Data in this exercise:
[start]

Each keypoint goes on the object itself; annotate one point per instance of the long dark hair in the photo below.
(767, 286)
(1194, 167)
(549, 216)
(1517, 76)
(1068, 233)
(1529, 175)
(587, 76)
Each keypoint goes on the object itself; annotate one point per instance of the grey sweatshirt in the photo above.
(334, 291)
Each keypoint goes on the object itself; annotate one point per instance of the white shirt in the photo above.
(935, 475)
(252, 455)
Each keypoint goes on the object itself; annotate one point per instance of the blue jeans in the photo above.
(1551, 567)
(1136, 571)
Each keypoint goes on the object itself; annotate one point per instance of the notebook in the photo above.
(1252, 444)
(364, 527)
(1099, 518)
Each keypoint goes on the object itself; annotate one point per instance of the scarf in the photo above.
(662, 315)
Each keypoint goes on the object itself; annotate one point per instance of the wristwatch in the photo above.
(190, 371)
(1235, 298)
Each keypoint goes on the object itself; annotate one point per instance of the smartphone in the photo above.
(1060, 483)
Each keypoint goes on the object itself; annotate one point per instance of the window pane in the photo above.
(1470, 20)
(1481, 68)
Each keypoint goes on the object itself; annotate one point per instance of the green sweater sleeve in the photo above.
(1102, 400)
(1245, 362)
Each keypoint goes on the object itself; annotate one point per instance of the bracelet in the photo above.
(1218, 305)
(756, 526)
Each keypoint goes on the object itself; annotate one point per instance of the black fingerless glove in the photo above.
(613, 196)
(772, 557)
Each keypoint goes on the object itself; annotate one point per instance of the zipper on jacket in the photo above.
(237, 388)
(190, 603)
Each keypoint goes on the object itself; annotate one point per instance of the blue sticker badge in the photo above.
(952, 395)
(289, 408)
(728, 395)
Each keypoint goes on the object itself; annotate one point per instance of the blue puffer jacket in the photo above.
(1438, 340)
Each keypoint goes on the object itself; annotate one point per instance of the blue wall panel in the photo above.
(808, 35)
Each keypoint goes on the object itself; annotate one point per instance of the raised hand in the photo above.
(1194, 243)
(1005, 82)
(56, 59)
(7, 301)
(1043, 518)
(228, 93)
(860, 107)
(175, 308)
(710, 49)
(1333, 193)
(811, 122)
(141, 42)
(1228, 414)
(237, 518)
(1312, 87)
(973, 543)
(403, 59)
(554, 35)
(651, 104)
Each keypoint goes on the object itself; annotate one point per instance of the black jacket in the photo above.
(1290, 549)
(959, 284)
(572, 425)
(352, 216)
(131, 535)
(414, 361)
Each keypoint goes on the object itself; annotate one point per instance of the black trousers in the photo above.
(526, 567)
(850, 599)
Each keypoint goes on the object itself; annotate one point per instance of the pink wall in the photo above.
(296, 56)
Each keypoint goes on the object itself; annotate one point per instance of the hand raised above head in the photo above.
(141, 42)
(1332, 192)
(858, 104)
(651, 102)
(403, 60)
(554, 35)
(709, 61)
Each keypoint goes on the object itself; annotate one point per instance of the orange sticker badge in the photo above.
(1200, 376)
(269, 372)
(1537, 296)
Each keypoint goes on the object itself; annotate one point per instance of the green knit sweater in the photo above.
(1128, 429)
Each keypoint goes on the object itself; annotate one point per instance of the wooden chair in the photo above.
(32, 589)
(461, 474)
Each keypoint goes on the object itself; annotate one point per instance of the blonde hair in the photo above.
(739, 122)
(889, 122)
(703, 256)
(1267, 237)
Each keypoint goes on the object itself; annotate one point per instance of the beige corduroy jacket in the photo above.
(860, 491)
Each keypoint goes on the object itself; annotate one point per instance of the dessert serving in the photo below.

[end]

Task brief: Recopy the whole listing exactly.

Task output:
Each keypoint goes on the object itself; annotate one point per instance of the long dark hair in the photo below.
(767, 286)
(1194, 167)
(549, 216)
(1517, 76)
(1068, 233)
(1529, 175)
(587, 76)
Each keypoint goes on the object itself; annotate one point per instance of the grey sweatshirt in the photo above.
(334, 291)
Each keypoint goes on the object itself; annotate one point per instance of the white shirt in the photo above.
(935, 475)
(252, 455)
Each keypoint goes on the object itself; annotate one point per instance of the blue jeans in the photo above.
(1551, 567)
(1136, 571)
Each keypoint goes on the object itself; annotate one point per instance of the notebook in the photo above.
(1252, 444)
(364, 527)
(1099, 518)
Each keypoint goes on the object itself; annotate one point per instance of the scarf in the photo above.
(662, 315)
Each keypoint goes on the object itself; annotate one point per instance of the wristwatch in the photo above.
(190, 371)
(1235, 298)
Each keypoint goes on the object itself; annotate one point per instance of the smartphone in the photo above.
(1060, 483)
Each keypoint goes on the object itself; annotate one point per instance of the window pane in the photo above.
(1470, 20)
(1481, 68)
Each keypoint goes on the object itself; annotate one point per instance of the green sweater sleeve in the photo above.
(1102, 400)
(1245, 362)
Each keypoint goes on the object itself; annotate one point per instance of the bracelet in the photo above.
(1218, 305)
(756, 526)
Each keypoint goes on the object itself; annotate one point per instance of the black fingerless glove in the photo above.
(613, 196)
(772, 557)
Each keypoint goes on the object itself; annotate one point per instance of the zipper on jacket in the photo above.
(237, 388)
(190, 603)
Each keypoint goes on the object itself; annotate one point per instance of the blue sticker badge in the photo above.
(952, 395)
(289, 408)
(728, 395)
Each keypoint goes on the object itself; annotate one point per instance of the blue puffer jacket in the photo above.
(1438, 340)
Each keypoint goes on the object itself; annotate one point per instance of the blue wall panel in the photo above.
(808, 35)
Each keypoint goes on the object itself; annotate one point per instance of the raised hand in the photo above.
(1194, 243)
(1005, 82)
(56, 59)
(7, 301)
(1043, 518)
(228, 93)
(860, 107)
(175, 308)
(710, 49)
(1333, 193)
(811, 122)
(141, 42)
(1228, 414)
(237, 518)
(1312, 87)
(973, 543)
(403, 59)
(554, 35)
(651, 104)
Each keypoint goes on the object itself; annotate one point per instance of the black jacket in the photo above.
(1290, 549)
(959, 284)
(572, 425)
(352, 216)
(131, 535)
(414, 361)
Each keypoint goes on the object itself; annotate one point per instance of the black trousers in the photo above.
(526, 567)
(850, 599)
Each keypoint goes on the object itself; annotate one point per instance of the pink wall in the photo above.
(296, 56)
Each keypoint goes on the object itself; annotate one point per instance of the hand raised above head in the photo above.
(141, 42)
(1332, 192)
(858, 104)
(651, 102)
(403, 60)
(554, 35)
(709, 61)
Each keypoint goes on the object itself; annotate one point per instance of the orange sticker badge in the photo above.
(1200, 376)
(269, 372)
(1537, 296)
Each keypoint goes on the object itself; annotate one point per instance of the green knit sweater in the photo above.
(1128, 429)
Each keypoint goes on the object itself; annotate one point per instance of the wooden chair in the photo above.
(32, 589)
(461, 474)
Each keypoint goes on the object itself; annotate one point per instance of the blonde hair in the photo above.
(739, 122)
(889, 122)
(703, 256)
(1267, 237)
Each keypoint goes on the object itself; annotate one point per instance of the beige corduroy jacket in the photo above.
(860, 491)
Each keypoint goes on the object itself; annotate one point per instance of the dessert serving in the photo below.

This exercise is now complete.